* Given problem *
Can you transcribe the data exactly? Leave the pictures out.

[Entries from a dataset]
◇ ◇ ◇
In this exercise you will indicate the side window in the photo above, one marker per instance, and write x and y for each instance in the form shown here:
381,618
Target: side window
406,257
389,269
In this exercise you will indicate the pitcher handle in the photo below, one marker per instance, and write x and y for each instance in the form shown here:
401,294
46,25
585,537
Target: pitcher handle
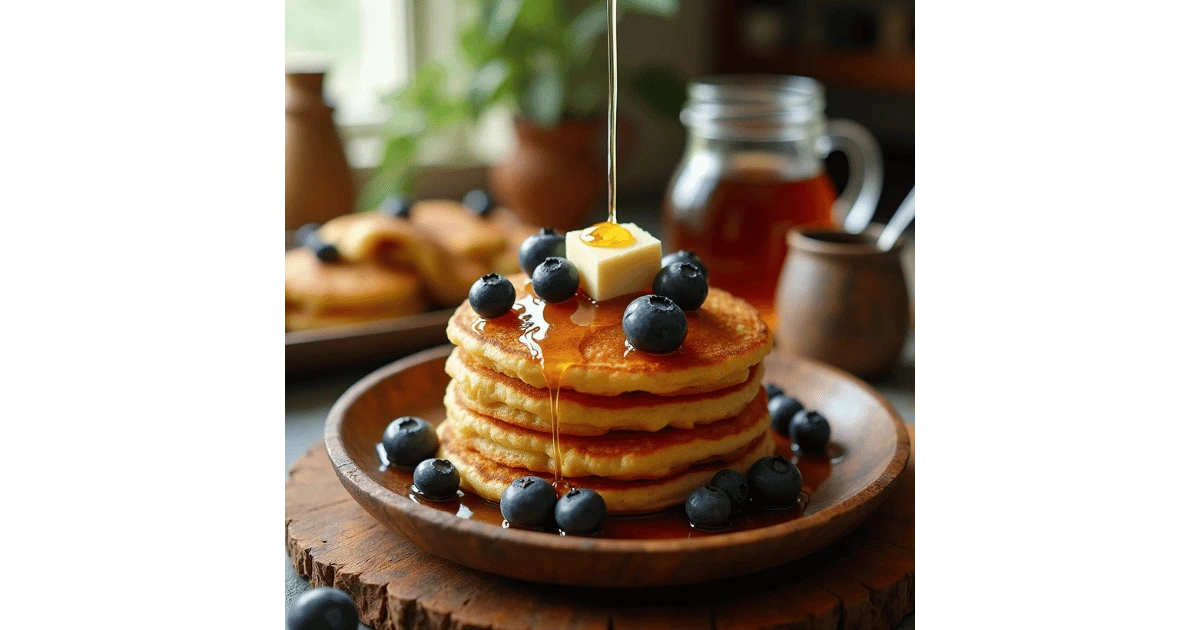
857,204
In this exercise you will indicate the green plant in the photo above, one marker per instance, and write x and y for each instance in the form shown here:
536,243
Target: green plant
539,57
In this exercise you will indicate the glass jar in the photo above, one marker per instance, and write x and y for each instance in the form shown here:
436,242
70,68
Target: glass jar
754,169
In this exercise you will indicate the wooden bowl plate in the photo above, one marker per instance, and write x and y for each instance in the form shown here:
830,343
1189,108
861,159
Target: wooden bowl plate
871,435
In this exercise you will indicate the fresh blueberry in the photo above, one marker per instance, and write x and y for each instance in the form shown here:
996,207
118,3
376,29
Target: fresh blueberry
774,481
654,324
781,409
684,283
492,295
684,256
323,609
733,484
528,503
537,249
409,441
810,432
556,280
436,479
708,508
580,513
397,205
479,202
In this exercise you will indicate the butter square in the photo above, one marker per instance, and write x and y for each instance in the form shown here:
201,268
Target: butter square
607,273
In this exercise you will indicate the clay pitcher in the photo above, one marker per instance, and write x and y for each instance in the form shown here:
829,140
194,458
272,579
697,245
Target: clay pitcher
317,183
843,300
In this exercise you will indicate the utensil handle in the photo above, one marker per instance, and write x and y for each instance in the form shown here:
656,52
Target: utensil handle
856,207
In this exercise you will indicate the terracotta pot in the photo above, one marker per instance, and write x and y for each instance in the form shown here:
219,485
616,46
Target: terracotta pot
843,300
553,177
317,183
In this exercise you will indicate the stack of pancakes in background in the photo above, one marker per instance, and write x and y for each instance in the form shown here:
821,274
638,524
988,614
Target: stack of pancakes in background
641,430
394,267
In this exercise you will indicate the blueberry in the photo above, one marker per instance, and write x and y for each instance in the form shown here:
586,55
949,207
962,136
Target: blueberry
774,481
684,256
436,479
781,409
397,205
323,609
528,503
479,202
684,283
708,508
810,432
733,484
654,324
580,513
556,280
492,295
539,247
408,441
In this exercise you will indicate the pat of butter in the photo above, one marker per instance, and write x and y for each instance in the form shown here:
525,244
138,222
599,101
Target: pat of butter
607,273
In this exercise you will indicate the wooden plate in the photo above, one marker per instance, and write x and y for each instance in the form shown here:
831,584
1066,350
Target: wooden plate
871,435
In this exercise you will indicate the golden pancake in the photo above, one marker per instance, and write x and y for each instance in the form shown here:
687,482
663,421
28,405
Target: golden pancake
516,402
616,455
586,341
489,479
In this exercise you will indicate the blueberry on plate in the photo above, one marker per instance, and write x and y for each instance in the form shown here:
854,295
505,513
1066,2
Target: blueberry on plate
◇ ◇ ◇
* Answer in full *
In this exercise you will indicate the side window in the photo above, one marker per instance, and write x and y for each instance in the form shown here:
381,618
Target: side window
406,257
389,269
In this exercise you will indicate the pitcher handle in the photo below, one marker per instance, and write x and y for each instance in the form shown here:
401,294
46,25
585,537
Target: pitcher handle
857,204
In this exercise you will indicate the green plant in the photo above, one marker per instance, and write x and y for each instance in the form shown here:
536,243
Target: green plant
539,57
In this exercise you will indicate the glass jar in the photo above, one marker per instance, and write x and y for each instance in the form shown here:
436,242
70,68
Target: glass jar
754,169
In this exercise you will indicate the wooden bowl plate in the photo above, one marker per instance, and write x and y for each instance in the form shown here:
830,343
1189,108
861,159
Target: wooden bowl plate
871,435
In this exercise you will indicate the fresh blueberry in the photo above, one marker per instance, and write x and y for each instance in the form shown here:
996,207
118,3
376,29
Target: fresh blueberry
774,481
654,324
781,409
684,283
492,295
684,256
323,609
733,484
528,503
537,249
409,441
810,432
556,280
436,479
708,508
580,513
397,205
479,202
In this exercise you will indicate the butter square in the photo above, one marker per instance, and write x and y for each instance in the form shown here:
201,268
Target: butter square
607,273
In this exercise you will indicate the clay pitcher in the photo above, one marker per instance, and write x and y for each instance in the form shown here:
829,140
194,458
272,579
697,245
Target: clay pitcher
317,183
843,300
In this exercise you will indicate the utensil handle in the photo above, one marker per instance, and write x and y for each instance in the form shown here:
656,52
Target: utensil handle
856,207
In this exercise you will indicate the terracotta pot in the photo above, one marker per instance, and write x and y for each instance in the form shown here:
219,485
616,46
Target: terracotta pot
843,300
553,177
317,183
In this exercise you will indicate the stack of pancakes in background in the photo above, one marker per instance, and write x and y for each instance in the form shown here:
821,274
638,524
988,614
Target: stack of pancakes in background
641,430
394,267
In this exercise you will indicate the blueberry in the photo above, one marker per instance, and write x and y for each instance in the form shown here:
586,55
949,207
962,136
Target: blueberry
774,481
684,256
436,479
781,409
397,205
323,609
528,503
479,202
684,283
708,508
810,432
733,484
654,324
580,513
556,280
492,295
539,247
408,441
In this exercise you will indicate the pat of butter in the photo above, one marker per instance, and write x and y for each instance in the form shown here:
525,244
138,222
599,101
Target: pat of butter
607,273
In this exercise you will indicate the wooden plate in the photo above, one marker per instance, and write x and y for each instance in the form shown here:
831,584
1066,350
Target: wooden plate
871,435
In this exercise you will indicate the golden pancake in the photo above, one marker per instance, and write x and y for each instance in the form shown here:
687,482
663,421
28,405
Target: golden pancake
516,402
616,455
586,341
489,479
In this exercise you will indicate the blueberry on plate in the photo above, one marker per instance, and write x and y for each instance in the form shown here:
854,295
505,513
1066,2
Target: blueberry on plate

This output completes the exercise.